**SOURCE TEXT:**
··········

Lanna-ww2

Northwest Thailand during World War II

Details of Aircraft Losses by Date

 

Text Notes
 

27 May 1945: 1Lt James K Kintz

Supplemental pages

The five-page Missing Air Crew Report (MACR) 14589, for LT Kintz:[1]

MACR Page 1:

MACR01

Key items:

Organization: 60th Fighter Squadron, 33rd Fighter Group, 10th Air Force, Myitkyina East, Burma
Date: 27 May 1945
Type of mission: Bomb and strafe
Circumstances: Pilot went down to observe damage and when he started up his left engine was afire. Pilot bailed out safely.
Aircraft: P-38L
Weapons: 4- .50 caliber Browning machine guns;
                 1-20mm AN-M2 cannon
Pilot: James L Kintz, 1Lt

MACR page 2:

MACR2

Key items:

Officer in charge of search: Duncan, Frank A, Capt, O-729328. Ten day search with four P-38s each day. Three days flights escorted a B-25 on the search. No sight of pilot.
Remarks of eyewitness: Pilot bailed out of ship and was seen to land safely and pick up his chute and head for the wooded area.

MACR page 3:

MACR3

Key item, text:

28 June 1945

On 27 May 1945, Lt Kintz led a twelve ship flight on a dive bomb mission into Thailand. I was flying number four position in the lead flight.

After bombing our target, the flight was reformed and climbed to 10,000 feet. About ten minutes after leaving the target, Lt Kintz called his number two man and told him to take the flight and keep on course for home while he went down to observe damage done on an airstrip bombed by our Squadron the day before.

··········

**DATASET EXTRACT:**

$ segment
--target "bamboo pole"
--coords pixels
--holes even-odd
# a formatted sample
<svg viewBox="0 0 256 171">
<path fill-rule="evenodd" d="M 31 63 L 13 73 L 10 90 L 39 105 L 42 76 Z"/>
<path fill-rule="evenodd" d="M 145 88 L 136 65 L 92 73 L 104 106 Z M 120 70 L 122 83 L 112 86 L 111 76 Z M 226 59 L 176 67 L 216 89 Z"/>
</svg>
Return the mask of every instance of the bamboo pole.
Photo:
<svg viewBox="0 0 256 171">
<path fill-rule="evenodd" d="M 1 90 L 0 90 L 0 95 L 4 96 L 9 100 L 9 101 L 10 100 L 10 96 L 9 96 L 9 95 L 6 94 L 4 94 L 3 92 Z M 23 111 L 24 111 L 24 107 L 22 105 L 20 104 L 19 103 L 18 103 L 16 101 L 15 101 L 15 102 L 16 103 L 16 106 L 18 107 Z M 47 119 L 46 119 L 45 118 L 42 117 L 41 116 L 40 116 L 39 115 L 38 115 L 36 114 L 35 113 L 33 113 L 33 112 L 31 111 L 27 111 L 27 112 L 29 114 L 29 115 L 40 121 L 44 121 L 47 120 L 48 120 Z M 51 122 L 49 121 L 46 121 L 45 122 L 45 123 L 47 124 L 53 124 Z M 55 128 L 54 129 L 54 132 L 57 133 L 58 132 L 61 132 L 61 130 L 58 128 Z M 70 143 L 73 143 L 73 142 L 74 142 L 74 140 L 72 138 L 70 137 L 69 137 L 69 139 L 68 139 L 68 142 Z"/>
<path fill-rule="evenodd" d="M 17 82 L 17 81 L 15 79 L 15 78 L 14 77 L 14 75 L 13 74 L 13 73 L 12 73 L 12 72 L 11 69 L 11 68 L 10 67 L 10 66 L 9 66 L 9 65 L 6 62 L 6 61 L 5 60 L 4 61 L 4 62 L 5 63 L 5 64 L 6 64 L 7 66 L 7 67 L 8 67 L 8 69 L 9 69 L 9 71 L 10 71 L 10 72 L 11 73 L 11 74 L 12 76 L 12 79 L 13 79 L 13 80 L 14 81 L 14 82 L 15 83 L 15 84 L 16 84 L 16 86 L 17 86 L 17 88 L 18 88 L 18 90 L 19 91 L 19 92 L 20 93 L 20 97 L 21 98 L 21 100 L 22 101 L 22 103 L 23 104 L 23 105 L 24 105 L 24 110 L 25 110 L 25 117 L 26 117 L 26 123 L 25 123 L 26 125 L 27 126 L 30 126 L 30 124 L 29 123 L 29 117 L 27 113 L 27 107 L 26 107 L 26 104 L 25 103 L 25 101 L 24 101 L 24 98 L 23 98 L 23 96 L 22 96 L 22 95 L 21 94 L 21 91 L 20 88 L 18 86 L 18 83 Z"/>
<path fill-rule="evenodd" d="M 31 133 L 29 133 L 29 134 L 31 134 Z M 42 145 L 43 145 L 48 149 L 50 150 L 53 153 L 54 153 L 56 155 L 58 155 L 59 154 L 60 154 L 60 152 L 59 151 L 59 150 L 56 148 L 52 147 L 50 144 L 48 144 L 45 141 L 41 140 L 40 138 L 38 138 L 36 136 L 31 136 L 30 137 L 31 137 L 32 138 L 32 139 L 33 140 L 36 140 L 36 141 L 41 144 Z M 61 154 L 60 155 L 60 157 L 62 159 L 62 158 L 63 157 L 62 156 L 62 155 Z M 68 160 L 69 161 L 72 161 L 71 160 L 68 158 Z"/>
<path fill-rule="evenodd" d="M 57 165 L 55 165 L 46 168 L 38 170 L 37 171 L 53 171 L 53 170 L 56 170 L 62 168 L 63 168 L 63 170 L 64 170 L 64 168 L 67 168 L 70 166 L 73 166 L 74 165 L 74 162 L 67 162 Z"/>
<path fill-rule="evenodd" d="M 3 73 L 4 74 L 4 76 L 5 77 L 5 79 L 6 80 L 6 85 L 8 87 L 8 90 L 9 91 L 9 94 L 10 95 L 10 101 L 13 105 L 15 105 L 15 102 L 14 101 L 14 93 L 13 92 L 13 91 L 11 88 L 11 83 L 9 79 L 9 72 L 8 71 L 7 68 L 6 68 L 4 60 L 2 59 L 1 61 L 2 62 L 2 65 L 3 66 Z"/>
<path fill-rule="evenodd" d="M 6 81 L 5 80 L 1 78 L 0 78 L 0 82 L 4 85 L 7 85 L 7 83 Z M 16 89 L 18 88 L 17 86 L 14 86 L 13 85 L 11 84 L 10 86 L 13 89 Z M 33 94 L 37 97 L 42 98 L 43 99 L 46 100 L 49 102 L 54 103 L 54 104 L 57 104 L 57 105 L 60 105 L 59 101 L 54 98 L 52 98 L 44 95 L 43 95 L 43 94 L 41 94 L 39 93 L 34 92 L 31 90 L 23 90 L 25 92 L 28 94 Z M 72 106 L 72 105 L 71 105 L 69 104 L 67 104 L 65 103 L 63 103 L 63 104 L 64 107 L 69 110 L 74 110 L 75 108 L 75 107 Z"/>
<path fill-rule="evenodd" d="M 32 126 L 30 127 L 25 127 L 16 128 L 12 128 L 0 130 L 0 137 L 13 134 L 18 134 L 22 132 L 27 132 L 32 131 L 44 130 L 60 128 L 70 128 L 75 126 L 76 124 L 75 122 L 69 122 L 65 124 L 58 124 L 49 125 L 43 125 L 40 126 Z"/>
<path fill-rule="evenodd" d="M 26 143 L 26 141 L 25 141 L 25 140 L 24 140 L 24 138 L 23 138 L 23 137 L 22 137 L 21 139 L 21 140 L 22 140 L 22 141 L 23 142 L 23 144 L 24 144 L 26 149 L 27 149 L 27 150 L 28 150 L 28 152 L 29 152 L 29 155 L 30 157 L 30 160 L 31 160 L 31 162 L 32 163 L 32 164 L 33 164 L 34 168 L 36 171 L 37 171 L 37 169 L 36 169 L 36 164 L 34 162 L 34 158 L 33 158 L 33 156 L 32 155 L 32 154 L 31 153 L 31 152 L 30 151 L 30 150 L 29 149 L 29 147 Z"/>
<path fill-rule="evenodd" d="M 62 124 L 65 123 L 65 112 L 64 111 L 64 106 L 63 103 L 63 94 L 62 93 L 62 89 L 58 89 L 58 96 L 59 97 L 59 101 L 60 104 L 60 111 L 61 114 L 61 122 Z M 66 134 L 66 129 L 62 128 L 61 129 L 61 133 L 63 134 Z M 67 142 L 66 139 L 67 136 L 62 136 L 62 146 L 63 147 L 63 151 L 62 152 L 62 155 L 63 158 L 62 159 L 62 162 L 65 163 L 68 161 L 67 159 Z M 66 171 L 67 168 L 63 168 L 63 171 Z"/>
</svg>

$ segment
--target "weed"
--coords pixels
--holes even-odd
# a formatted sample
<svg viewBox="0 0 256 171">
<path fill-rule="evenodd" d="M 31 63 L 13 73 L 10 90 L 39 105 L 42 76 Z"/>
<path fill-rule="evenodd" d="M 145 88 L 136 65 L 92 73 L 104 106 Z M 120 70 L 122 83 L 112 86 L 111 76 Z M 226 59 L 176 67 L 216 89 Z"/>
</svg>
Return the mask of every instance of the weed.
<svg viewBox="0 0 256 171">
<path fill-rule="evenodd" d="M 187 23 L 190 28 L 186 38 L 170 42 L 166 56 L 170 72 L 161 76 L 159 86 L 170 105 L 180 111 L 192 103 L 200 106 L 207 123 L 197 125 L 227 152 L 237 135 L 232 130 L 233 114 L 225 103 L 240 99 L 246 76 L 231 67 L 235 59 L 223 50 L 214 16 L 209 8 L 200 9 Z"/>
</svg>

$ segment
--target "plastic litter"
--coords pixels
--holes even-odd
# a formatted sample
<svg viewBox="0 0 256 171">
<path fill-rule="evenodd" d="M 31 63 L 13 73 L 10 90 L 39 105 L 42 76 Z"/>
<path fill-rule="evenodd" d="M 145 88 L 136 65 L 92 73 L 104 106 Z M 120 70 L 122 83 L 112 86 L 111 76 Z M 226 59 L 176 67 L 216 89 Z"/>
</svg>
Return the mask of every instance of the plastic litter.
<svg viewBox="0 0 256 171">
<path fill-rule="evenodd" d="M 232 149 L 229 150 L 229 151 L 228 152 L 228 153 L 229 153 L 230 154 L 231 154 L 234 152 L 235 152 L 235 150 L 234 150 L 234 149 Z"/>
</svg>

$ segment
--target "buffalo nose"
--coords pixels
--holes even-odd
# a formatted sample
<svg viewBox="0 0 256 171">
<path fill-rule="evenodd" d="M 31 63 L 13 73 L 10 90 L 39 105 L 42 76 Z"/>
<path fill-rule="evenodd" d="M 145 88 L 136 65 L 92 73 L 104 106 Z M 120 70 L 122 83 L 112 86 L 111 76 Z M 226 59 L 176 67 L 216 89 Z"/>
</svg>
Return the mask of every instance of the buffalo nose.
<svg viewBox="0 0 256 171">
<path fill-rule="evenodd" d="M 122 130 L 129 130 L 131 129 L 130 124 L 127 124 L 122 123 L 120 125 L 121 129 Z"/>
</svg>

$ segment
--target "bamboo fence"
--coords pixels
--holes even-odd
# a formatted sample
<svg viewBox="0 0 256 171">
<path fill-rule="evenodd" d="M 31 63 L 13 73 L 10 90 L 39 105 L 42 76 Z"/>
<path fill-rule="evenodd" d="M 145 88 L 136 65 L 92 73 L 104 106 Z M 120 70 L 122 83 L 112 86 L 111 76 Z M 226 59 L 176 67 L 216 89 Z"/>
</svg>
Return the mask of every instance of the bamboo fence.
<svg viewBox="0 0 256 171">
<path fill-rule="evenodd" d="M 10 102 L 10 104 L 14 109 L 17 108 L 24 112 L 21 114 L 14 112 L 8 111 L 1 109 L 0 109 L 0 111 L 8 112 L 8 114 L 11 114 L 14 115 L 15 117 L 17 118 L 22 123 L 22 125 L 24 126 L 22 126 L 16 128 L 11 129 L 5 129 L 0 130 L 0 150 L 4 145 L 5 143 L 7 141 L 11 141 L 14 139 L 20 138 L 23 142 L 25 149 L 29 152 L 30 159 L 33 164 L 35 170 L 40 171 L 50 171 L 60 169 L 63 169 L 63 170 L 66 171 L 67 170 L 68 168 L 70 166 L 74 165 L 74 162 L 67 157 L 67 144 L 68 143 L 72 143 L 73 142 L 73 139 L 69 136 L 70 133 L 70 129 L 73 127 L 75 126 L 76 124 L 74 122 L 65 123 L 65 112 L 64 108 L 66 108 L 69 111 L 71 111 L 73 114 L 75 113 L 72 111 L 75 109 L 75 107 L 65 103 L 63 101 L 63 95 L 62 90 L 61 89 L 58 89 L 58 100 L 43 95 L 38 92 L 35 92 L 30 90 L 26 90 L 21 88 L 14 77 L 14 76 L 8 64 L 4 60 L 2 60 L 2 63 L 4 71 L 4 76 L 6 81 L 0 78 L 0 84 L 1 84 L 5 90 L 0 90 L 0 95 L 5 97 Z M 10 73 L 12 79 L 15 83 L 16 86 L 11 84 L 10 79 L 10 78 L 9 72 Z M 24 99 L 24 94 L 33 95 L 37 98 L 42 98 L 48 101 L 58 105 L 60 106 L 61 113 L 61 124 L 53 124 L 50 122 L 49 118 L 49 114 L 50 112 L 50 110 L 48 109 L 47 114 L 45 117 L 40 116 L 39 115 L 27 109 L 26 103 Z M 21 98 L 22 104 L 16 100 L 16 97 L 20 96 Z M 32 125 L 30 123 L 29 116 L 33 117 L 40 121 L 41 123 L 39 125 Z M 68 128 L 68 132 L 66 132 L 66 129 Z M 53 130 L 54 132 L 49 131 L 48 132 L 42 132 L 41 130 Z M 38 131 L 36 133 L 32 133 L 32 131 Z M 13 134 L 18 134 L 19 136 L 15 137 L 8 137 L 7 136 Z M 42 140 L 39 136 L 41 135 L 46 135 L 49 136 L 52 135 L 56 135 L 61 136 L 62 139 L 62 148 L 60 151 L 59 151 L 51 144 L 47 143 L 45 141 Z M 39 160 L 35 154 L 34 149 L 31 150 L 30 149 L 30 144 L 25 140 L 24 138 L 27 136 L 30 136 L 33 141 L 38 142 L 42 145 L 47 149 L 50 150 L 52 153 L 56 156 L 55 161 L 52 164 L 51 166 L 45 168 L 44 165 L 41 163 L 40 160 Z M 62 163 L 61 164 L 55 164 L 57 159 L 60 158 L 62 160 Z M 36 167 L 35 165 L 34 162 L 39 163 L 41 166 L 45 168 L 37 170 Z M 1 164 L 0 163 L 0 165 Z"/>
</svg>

··········

In the Kintz loss report, write out everything from "After bombing our" down to "the day before.", changing "airstrip" to "runway".

After bombing our target, the flight was reformed and climbed to 10,000 feet. About ten minutes after leaving the target, Lt Kintz called his number two man and told him to take the flight and keep on course for home while he went down to observe damage done on an runway bombed by our Squadron the day before.